*Aim of the task*. Can you quote word for word the lines below, starting with the line that contains "Task: mark each instance of the white plant" and going on through the line that contains "Task: mark each instance of the wood"?

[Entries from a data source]
-- -- --
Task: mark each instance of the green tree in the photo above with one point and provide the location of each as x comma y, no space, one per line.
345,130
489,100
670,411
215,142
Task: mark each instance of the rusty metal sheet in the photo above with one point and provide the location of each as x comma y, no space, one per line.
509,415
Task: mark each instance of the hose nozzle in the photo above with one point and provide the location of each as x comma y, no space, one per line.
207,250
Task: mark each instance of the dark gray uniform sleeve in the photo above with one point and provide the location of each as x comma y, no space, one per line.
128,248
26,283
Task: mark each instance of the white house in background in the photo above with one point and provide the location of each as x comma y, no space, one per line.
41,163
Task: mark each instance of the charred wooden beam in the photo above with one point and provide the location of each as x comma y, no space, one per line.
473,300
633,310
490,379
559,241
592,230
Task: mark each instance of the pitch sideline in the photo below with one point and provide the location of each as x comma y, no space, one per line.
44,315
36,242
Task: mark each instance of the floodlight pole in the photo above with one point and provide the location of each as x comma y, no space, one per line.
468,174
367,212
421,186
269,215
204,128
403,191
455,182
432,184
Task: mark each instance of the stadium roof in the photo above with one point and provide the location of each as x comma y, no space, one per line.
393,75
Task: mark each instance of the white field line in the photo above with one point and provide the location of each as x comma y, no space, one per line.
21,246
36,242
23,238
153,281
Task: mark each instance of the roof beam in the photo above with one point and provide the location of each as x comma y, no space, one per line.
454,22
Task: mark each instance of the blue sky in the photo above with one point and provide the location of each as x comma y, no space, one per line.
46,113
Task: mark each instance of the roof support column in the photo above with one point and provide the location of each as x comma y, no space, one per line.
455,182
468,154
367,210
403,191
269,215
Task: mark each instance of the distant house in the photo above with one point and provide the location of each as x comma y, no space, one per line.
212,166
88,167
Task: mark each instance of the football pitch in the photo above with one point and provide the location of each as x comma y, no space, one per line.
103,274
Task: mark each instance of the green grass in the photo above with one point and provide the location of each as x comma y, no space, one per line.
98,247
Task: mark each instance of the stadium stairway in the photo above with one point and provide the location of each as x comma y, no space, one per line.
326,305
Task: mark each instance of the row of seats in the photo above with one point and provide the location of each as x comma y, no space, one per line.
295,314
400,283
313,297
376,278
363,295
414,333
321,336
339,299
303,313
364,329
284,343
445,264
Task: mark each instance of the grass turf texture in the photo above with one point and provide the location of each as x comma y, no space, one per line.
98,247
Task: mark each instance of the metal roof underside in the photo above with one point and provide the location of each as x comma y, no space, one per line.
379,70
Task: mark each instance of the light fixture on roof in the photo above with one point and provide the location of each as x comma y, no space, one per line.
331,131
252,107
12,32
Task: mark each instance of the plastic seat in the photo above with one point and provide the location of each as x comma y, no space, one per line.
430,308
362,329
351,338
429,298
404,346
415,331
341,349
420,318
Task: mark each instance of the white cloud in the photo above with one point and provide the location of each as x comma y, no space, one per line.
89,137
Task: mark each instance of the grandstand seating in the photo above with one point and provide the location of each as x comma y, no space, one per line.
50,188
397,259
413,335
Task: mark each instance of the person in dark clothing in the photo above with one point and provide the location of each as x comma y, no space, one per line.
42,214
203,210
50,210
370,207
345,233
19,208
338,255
-- -- --
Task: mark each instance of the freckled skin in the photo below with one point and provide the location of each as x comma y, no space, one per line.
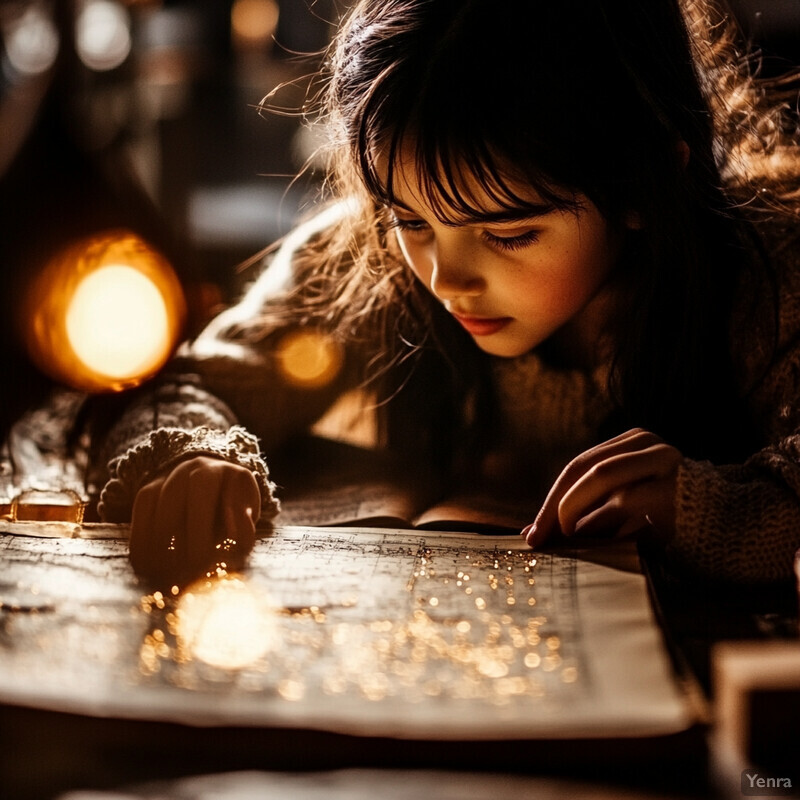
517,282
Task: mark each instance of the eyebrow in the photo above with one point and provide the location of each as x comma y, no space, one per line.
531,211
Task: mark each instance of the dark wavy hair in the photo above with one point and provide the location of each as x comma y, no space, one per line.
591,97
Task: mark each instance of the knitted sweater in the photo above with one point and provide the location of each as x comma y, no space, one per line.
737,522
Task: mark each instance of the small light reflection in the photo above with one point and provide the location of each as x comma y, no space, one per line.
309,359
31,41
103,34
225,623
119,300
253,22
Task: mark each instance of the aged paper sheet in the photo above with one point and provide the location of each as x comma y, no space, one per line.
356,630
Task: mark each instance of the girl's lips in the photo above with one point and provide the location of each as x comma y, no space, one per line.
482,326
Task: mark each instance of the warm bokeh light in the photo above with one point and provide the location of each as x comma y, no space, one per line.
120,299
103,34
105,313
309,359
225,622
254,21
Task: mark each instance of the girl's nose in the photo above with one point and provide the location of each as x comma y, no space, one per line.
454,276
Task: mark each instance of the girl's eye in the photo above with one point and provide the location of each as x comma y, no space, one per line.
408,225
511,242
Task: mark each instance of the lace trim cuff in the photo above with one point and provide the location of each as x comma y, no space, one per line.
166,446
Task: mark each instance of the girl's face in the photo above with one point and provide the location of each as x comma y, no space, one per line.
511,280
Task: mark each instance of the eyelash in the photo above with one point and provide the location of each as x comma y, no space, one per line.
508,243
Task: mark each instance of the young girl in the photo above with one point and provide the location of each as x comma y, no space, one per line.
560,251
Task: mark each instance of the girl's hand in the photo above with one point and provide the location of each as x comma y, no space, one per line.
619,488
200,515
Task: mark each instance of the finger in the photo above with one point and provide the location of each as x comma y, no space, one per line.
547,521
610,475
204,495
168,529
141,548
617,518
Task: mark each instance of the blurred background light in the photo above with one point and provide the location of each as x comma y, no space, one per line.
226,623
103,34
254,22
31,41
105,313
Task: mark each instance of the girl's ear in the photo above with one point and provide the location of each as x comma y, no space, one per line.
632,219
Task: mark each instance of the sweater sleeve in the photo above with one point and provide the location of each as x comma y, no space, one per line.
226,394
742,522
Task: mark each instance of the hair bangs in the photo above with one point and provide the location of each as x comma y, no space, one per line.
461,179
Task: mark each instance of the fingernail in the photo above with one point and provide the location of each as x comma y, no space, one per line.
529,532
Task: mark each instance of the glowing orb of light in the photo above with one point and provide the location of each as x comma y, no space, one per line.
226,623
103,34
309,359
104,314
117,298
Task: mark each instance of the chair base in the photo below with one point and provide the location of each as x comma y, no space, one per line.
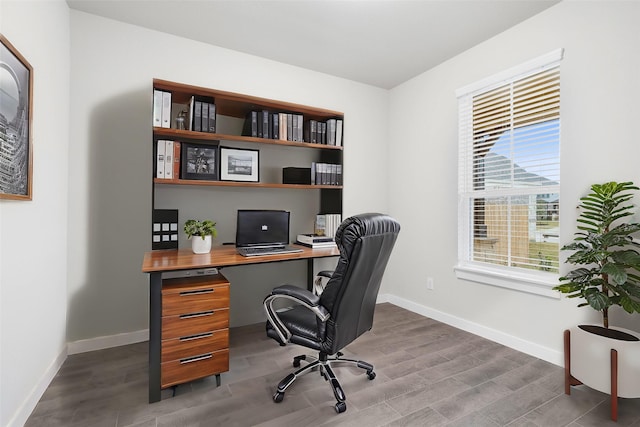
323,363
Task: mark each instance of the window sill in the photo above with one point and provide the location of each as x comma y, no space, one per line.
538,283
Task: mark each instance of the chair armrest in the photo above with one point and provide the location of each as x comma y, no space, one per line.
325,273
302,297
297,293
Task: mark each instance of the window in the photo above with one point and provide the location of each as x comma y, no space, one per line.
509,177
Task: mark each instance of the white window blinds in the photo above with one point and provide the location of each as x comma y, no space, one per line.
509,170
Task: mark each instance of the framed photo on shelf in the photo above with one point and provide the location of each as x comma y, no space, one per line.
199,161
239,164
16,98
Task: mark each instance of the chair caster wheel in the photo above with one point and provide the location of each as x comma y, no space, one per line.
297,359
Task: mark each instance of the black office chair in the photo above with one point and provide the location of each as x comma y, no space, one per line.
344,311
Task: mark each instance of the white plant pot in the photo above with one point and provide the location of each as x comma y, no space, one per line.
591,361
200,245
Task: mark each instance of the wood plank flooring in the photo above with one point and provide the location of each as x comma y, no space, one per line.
-- -- --
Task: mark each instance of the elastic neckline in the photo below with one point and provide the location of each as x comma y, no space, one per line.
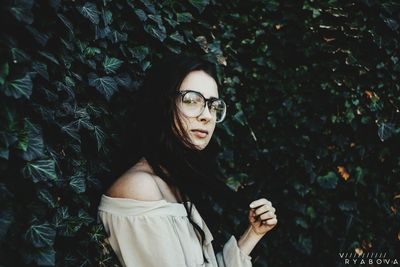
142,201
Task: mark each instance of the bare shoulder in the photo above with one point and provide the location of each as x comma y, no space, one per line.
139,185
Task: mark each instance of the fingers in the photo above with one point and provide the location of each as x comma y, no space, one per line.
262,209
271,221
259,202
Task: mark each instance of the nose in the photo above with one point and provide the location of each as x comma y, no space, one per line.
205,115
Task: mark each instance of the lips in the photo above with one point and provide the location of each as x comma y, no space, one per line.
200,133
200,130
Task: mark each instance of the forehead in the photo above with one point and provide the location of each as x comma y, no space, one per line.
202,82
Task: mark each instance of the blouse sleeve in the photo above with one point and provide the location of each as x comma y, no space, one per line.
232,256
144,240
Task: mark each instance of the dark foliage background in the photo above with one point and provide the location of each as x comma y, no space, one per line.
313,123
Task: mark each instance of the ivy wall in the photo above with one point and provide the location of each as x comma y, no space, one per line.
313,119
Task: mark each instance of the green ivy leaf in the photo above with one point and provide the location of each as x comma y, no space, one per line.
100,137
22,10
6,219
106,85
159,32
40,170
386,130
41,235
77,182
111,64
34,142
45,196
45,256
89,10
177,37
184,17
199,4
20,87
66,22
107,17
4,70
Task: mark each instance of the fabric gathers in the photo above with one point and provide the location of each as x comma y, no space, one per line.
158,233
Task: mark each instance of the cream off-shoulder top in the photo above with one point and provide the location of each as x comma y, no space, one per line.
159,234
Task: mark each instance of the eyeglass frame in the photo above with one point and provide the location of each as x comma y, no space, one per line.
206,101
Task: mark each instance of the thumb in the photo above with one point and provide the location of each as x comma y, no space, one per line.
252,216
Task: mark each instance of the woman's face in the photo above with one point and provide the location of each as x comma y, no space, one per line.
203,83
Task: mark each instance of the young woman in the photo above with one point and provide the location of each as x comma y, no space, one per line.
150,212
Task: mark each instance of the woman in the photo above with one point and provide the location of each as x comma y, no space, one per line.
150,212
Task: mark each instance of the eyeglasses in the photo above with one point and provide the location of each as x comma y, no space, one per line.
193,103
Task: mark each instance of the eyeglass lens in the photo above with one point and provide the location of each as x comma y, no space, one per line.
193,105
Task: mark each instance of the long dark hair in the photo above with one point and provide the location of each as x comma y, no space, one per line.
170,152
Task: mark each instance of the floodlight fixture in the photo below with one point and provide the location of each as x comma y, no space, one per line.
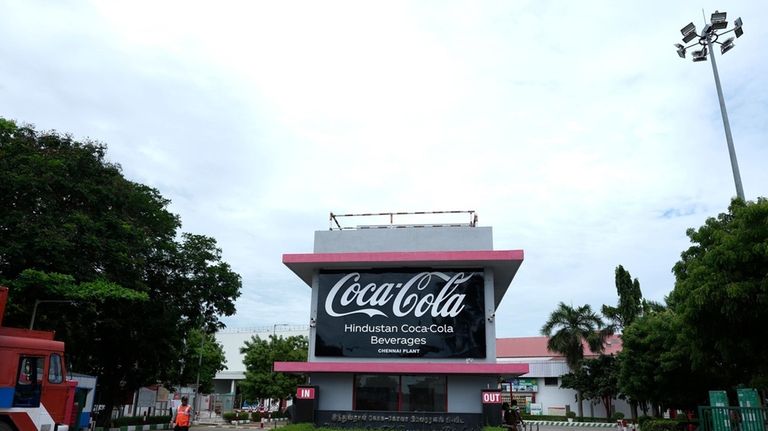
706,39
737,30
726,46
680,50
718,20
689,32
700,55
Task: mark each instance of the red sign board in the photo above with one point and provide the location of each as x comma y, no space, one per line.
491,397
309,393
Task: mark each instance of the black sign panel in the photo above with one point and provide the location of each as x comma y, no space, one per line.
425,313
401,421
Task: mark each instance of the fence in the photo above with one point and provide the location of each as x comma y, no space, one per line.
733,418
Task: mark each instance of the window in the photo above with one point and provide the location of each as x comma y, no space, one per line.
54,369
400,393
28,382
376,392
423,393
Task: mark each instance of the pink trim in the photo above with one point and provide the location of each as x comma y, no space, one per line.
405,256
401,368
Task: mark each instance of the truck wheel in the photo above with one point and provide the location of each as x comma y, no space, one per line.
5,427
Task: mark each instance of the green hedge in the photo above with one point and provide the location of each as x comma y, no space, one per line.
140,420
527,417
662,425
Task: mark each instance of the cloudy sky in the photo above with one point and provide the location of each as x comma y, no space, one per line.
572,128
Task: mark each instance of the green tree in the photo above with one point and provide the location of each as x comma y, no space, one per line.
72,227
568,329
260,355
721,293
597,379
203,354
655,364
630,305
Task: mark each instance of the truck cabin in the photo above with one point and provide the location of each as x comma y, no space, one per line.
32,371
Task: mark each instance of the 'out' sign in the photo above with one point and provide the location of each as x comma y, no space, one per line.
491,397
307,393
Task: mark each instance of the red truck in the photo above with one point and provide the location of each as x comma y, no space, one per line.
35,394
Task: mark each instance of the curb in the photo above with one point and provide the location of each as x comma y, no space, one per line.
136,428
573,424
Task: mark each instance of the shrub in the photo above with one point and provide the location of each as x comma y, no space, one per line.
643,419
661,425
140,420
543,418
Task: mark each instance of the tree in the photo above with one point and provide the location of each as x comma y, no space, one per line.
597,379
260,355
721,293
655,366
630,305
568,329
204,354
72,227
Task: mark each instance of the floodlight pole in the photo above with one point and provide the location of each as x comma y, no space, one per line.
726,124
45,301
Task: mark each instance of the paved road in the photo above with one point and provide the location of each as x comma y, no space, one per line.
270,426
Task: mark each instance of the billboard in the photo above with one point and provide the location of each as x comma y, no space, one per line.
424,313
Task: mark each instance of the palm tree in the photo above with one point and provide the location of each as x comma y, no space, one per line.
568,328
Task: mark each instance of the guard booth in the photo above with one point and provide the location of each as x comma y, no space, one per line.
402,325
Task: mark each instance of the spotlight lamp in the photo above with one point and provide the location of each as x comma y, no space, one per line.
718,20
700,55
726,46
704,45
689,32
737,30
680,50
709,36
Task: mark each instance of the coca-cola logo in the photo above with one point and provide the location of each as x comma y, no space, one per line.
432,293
-- -- --
*Task output*.
Task: mark each instance of the white plant pot in the photo above with one point and provide the location of each as x comma y, no space, one per line.
591,361
200,245
Task: mark each instance of the wood plank flooring in the photo above with one point and provide the location of each as x comma y, no space, one per line.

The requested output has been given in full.